--- Material shown ---

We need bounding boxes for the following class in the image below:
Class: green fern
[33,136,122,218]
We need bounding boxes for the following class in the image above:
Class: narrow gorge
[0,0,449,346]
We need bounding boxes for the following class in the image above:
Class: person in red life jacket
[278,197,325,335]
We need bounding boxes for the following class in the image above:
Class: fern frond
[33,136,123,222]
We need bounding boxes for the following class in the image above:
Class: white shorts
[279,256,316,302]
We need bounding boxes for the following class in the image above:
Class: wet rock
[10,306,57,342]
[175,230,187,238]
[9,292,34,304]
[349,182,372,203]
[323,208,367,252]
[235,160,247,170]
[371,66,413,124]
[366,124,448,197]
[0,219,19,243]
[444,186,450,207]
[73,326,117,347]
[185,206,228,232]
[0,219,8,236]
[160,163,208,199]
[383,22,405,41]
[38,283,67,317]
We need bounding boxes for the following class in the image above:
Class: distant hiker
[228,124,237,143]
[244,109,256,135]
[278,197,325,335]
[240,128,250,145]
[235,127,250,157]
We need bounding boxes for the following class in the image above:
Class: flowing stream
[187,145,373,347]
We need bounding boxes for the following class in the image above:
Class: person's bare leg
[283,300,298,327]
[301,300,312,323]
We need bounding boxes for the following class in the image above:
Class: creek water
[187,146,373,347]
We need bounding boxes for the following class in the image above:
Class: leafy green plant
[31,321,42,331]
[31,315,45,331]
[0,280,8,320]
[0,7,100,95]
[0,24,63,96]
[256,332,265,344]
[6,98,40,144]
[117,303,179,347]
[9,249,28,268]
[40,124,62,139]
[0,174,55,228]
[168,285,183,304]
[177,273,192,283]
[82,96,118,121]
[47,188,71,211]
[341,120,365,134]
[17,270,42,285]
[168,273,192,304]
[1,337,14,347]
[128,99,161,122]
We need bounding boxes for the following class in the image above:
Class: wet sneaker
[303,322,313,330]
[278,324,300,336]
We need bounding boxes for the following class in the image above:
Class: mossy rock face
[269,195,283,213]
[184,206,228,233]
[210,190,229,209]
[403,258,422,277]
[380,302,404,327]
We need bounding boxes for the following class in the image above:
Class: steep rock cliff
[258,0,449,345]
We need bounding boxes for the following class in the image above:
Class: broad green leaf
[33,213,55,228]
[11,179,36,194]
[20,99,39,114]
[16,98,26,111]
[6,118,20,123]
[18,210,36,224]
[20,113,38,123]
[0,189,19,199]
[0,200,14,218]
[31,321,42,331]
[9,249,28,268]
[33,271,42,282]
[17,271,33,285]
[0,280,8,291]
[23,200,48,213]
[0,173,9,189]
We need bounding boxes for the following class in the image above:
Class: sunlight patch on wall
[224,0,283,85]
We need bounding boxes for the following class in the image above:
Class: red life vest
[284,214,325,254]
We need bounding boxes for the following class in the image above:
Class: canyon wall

---

Repeat every entry exactly, please.

We need bounding boxes for the following class in the image below:
Class: green fern
[33,136,122,218]
We need bounding boxes for the following class in the image above:
Class: narrow gorge
[0,0,449,346]
We need bounding boxes for the following class in the image above:
Class: person in red life jacket
[278,197,325,335]
We need bounding boxes for the following class in the image above:
Class: fern frond
[33,136,123,222]
We need bounding boxes for the following class in the image above:
Class: white shorts
[279,256,316,302]
We need bounding boxes for the following class in the image above:
Class: wet rock
[10,306,57,342]
[175,230,187,238]
[9,292,34,304]
[349,182,372,203]
[323,208,367,252]
[235,160,247,170]
[371,66,413,124]
[366,124,448,197]
[0,219,19,243]
[444,186,450,207]
[73,326,117,347]
[185,206,228,232]
[0,219,8,236]
[160,163,208,199]
[383,22,405,41]
[38,283,67,317]
We need bounding boxes for the following class in the image above:
Class: distant hiker
[228,124,237,143]
[244,109,256,135]
[278,197,325,335]
[240,128,250,145]
[235,127,250,157]
We need bounding boxes for the following class in the image above:
Class: flowing stream
[187,145,373,347]
We need bounding boxes for the following class in the image above:
Class: person's bare leg
[283,300,298,327]
[301,300,312,323]
We need bounding boxes for the following class in the image above:
Class: creek water
[187,146,373,347]
We need bounding boxes for the following class in the image above:
Class: leafy green plant
[31,321,42,331]
[31,315,45,331]
[0,280,8,320]
[0,7,100,95]
[0,24,63,96]
[256,332,265,344]
[6,98,40,144]
[117,303,179,347]
[9,249,28,268]
[40,124,62,139]
[0,174,55,228]
[168,285,183,304]
[177,273,192,283]
[82,96,118,121]
[47,188,71,211]
[341,120,365,134]
[17,270,42,285]
[168,273,192,304]
[1,337,14,347]
[128,99,161,122]
We need bounding boxes for the following class in the image above:
Class: wet sneaker
[303,322,313,330]
[278,324,300,336]
We need bounding boxes for the following class in the image above:
Class: mossy rock face
[269,195,283,213]
[184,206,228,233]
[210,190,229,209]
[403,258,422,277]
[380,302,404,327]
We need bounding boxes for the following class in the image above:
Class: steep rock cliff
[258,0,449,345]
We need bounding boxes for the following class in the image above:
Class: broad green leaf
[33,213,55,228]
[11,179,36,194]
[20,99,39,114]
[16,98,26,111]
[6,118,20,123]
[18,210,36,224]
[20,113,38,123]
[0,189,19,199]
[0,200,14,218]
[31,321,42,331]
[9,249,28,268]
[33,271,42,282]
[17,271,33,285]
[0,280,8,291]
[23,200,48,213]
[0,173,9,189]
We need bounding boxes for the following class in the image above:
Class: sunlight patch on wall
[224,0,283,85]
We need bounding boxes for the following class in the image above:
Class: red life vest
[284,214,325,254]
We need bounding boxes for the following class in the image above:
Class: canyon wall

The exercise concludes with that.